Exercise prompt:
Pull out every line below that contains the word "horse".

Dataset entries:
========

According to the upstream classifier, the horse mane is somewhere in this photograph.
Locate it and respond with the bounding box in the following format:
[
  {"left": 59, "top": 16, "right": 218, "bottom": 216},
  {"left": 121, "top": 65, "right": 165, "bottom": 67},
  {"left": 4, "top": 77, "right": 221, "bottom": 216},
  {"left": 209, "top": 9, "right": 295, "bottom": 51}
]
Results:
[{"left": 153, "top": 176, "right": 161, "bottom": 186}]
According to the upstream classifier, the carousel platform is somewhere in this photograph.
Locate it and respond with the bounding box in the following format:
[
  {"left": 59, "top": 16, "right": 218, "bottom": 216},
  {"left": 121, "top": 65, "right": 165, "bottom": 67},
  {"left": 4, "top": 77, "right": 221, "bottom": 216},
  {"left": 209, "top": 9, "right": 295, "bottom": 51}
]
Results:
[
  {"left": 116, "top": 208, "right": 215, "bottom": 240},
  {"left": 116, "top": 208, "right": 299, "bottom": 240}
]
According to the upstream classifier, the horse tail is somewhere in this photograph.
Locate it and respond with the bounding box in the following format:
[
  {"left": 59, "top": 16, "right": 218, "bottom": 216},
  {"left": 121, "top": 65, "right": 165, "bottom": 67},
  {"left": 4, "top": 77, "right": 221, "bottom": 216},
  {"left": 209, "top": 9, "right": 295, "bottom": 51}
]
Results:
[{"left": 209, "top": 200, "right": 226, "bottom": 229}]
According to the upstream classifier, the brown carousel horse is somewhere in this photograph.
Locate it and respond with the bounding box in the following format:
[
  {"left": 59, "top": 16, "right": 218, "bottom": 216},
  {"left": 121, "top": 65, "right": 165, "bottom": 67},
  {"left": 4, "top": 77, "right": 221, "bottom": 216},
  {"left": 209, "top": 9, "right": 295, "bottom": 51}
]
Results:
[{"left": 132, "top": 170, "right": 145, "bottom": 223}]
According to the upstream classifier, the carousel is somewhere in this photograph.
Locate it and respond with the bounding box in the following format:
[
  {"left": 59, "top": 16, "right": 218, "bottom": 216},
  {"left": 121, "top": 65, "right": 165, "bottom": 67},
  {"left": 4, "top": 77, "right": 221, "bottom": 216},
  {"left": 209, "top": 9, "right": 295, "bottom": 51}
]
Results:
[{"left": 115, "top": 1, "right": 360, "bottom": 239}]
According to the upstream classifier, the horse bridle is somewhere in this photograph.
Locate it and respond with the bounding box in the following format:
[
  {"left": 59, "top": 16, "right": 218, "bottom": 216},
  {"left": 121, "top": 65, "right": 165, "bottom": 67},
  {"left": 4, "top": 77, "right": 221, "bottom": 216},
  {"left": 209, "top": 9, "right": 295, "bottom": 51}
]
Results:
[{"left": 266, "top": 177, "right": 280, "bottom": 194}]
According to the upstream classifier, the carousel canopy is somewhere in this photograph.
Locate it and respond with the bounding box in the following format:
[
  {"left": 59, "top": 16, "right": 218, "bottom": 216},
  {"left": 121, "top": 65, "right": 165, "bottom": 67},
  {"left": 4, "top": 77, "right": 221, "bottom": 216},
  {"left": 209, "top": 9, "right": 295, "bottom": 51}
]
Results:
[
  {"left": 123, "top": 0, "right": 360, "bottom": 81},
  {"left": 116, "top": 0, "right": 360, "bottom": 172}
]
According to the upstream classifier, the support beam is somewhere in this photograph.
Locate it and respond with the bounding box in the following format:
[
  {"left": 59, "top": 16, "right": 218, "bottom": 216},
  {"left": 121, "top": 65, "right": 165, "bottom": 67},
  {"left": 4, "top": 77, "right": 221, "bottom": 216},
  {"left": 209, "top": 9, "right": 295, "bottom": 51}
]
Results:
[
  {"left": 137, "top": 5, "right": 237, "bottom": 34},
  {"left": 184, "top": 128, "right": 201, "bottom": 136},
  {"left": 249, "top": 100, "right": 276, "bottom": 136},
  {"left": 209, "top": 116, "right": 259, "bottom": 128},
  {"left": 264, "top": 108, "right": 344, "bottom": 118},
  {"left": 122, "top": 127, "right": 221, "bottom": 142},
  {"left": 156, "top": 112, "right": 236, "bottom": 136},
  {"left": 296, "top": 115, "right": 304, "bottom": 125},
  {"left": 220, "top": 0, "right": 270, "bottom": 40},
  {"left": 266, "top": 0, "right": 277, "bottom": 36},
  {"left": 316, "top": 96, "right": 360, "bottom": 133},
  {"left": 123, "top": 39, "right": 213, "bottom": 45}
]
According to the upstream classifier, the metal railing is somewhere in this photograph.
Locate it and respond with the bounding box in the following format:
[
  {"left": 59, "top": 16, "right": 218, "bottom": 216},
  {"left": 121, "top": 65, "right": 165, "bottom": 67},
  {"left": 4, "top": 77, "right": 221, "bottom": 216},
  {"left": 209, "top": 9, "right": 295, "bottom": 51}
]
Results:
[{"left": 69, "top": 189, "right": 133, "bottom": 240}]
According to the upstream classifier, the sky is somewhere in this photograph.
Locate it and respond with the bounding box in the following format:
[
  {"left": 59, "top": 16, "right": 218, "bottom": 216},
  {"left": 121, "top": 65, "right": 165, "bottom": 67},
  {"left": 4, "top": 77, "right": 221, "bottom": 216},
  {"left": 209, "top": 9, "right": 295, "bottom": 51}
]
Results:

========

Output below:
According to the upstream classifier, the horse mane is somewhere in this photograph.
According to the upstream classifier, the horse tail is somewhere in this photograph.
According to the upstream classifier, the brown carousel horse is somewhere in this photograph.
According to the upstream classifier, the horse bridle is somewhere in this photograph.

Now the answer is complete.